> Supplied information
-- Begin --
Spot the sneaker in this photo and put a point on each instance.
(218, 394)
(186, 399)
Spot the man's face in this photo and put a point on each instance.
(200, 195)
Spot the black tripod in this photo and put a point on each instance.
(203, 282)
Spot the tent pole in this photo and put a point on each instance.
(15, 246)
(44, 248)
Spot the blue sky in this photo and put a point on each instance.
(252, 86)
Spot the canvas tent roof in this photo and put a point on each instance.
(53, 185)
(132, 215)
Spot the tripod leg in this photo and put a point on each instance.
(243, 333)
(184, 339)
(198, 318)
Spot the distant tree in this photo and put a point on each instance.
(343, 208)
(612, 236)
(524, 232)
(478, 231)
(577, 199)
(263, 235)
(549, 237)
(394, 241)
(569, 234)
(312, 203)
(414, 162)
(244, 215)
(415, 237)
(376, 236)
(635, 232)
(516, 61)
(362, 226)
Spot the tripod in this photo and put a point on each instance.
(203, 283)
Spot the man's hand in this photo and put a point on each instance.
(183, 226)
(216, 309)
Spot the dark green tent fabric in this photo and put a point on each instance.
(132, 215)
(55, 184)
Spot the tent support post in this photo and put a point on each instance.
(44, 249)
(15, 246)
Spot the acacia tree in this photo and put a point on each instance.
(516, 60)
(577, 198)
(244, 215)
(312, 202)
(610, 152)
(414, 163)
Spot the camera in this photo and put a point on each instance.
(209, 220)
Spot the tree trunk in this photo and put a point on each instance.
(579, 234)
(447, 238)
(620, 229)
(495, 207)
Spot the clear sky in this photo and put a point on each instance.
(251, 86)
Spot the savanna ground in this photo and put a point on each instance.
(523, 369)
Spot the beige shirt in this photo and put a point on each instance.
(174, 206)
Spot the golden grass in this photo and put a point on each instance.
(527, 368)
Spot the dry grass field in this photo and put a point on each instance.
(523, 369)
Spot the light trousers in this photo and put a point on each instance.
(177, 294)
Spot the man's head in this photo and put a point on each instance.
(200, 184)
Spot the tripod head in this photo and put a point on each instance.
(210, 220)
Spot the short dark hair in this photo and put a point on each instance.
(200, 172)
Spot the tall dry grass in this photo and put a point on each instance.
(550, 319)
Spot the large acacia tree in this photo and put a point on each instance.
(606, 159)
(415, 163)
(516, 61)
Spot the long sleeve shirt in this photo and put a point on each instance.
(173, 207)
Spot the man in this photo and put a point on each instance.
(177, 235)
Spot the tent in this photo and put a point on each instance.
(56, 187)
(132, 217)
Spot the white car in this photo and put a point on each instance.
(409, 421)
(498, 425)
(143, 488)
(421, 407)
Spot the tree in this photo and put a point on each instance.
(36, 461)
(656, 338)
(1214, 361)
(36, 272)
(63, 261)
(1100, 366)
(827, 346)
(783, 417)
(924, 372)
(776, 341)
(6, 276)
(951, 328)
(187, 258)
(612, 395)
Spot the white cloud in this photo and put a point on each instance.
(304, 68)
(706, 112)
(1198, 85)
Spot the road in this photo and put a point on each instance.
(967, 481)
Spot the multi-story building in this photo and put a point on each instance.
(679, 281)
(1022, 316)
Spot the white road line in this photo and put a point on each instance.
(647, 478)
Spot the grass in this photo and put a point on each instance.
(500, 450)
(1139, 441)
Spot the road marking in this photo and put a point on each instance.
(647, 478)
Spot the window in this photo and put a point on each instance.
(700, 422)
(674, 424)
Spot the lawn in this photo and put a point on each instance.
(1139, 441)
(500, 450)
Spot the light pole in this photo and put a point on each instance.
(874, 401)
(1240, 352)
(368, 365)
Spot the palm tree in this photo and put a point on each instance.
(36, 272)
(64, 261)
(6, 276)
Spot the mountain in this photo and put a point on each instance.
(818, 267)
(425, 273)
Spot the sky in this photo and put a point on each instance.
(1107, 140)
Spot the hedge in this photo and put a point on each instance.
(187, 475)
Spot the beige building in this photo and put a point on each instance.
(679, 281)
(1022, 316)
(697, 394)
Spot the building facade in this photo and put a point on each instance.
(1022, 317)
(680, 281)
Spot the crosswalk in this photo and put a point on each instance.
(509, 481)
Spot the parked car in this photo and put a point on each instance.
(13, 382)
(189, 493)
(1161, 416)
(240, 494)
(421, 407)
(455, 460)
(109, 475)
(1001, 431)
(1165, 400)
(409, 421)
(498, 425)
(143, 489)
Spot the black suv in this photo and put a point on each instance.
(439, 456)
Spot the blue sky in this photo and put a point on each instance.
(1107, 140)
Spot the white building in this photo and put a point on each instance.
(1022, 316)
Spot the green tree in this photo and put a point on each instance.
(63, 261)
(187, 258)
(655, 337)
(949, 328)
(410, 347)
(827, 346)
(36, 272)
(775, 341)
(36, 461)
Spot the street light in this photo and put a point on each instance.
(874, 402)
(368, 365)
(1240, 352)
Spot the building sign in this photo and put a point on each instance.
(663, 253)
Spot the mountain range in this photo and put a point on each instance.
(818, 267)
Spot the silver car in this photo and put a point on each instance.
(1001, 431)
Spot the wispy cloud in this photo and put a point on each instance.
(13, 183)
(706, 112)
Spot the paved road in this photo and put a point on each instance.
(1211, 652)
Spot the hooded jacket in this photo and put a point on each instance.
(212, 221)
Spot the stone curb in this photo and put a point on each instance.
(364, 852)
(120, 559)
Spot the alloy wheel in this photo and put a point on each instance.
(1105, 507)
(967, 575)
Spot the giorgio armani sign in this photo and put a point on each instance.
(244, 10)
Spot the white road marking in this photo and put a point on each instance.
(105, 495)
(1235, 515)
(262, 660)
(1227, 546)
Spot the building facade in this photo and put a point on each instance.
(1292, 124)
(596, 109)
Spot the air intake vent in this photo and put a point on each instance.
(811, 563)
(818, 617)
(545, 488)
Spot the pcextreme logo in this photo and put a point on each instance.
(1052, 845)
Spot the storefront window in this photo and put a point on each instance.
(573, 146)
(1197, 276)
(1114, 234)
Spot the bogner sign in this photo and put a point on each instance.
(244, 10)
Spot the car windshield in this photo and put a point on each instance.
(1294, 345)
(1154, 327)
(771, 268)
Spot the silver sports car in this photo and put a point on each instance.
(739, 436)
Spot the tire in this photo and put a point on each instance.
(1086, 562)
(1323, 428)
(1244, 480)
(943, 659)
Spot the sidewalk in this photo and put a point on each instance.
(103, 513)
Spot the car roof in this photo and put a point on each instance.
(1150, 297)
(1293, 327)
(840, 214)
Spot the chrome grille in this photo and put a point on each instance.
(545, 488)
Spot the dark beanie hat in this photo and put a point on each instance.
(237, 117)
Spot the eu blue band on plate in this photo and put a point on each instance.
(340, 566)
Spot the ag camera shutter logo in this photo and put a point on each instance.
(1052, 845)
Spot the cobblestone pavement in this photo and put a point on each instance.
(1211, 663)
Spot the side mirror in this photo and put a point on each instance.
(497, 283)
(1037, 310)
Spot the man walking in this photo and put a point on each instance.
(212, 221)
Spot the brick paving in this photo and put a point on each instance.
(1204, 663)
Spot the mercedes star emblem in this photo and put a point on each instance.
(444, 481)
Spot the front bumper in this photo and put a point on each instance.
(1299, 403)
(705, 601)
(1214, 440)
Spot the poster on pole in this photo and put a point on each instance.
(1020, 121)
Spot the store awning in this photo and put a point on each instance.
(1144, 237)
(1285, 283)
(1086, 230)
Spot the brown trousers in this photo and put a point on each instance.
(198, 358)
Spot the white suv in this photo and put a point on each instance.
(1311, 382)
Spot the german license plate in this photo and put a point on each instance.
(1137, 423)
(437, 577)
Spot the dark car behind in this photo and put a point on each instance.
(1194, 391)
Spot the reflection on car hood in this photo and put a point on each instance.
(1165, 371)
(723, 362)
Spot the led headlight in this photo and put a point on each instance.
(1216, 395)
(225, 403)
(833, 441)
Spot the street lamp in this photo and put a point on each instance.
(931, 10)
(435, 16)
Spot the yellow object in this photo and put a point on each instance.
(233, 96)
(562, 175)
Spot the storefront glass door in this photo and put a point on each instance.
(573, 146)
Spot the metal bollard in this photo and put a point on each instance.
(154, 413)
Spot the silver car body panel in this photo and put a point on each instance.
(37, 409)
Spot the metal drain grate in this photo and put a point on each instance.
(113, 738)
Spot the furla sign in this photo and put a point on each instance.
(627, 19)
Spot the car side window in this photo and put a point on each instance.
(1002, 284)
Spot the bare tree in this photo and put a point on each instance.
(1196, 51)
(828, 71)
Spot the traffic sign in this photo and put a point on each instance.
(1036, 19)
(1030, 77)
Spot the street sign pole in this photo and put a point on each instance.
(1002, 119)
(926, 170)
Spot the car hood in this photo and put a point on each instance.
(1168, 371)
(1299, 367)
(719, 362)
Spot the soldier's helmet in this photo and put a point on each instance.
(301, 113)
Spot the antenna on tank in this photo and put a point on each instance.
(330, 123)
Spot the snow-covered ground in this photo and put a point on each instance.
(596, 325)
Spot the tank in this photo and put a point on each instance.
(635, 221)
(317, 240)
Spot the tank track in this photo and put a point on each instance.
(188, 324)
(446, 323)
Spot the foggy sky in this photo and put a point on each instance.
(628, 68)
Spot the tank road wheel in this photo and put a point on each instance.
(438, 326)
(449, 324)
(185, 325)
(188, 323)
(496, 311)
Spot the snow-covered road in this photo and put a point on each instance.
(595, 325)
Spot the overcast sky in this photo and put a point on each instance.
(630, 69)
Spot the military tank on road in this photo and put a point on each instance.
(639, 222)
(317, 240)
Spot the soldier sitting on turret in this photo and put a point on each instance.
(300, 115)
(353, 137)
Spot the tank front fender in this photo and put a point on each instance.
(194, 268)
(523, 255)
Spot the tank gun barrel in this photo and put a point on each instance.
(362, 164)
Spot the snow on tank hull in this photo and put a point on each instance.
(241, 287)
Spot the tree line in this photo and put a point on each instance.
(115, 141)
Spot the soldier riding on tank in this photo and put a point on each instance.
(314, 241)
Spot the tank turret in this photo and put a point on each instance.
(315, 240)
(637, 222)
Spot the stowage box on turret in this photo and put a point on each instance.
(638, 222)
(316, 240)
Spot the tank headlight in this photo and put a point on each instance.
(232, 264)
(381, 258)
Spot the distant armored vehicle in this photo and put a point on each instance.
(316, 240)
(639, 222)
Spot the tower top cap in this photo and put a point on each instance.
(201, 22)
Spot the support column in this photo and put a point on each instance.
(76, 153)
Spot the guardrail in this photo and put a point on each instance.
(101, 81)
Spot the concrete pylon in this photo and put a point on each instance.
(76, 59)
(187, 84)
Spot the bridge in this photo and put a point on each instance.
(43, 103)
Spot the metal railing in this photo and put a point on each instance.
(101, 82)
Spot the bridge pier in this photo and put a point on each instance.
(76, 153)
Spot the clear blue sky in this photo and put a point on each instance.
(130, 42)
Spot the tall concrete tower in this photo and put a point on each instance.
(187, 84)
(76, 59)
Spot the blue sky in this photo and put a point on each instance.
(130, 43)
-- End --
> Prompt
Exactly and only the lines from the one containing "Spot the tree line" through the end of the material are to be reproduced, both ends included.

> Exercise answer
Spot the tree line in this photo and put a point on each instance.
(115, 141)
Spot the soldier riding on tank in this photo and put a point on each instance.
(314, 241)
Spot the tank turret in this photo and put a point on each instance.
(315, 240)
(637, 222)
Spot the stowage box on turret in this photo and put a point on each instance.
(638, 222)
(316, 240)
Spot the tank headlight in this photo and put a point on each instance.
(232, 264)
(381, 258)
Spot the distant armored vehicle in this photo and put a point on each instance.
(316, 240)
(639, 222)
Spot the tower top cap in this photo and put a point on each instance.
(201, 22)
Spot the support column in this photo and put a point on each instance.
(76, 153)
Spot the guardrail in this photo and put a point on each instance.
(101, 81)
Spot the concrete pylon in this photo and put a point on each instance.
(76, 59)
(187, 84)
Spot the bridge in this photo and put a point on each instance.
(43, 103)
Spot the metal railing in this photo and put a point on each instance.
(101, 82)
Spot the bridge pier in this photo and put a point on each instance.
(76, 153)
Spot the clear blue sky in this photo and put a point on each instance.
(130, 42)
Spot the tall concrete tower in this photo and put a point on each instance.
(187, 84)
(76, 59)
Spot the blue sky in this photo and put a point on each instance.
(130, 43)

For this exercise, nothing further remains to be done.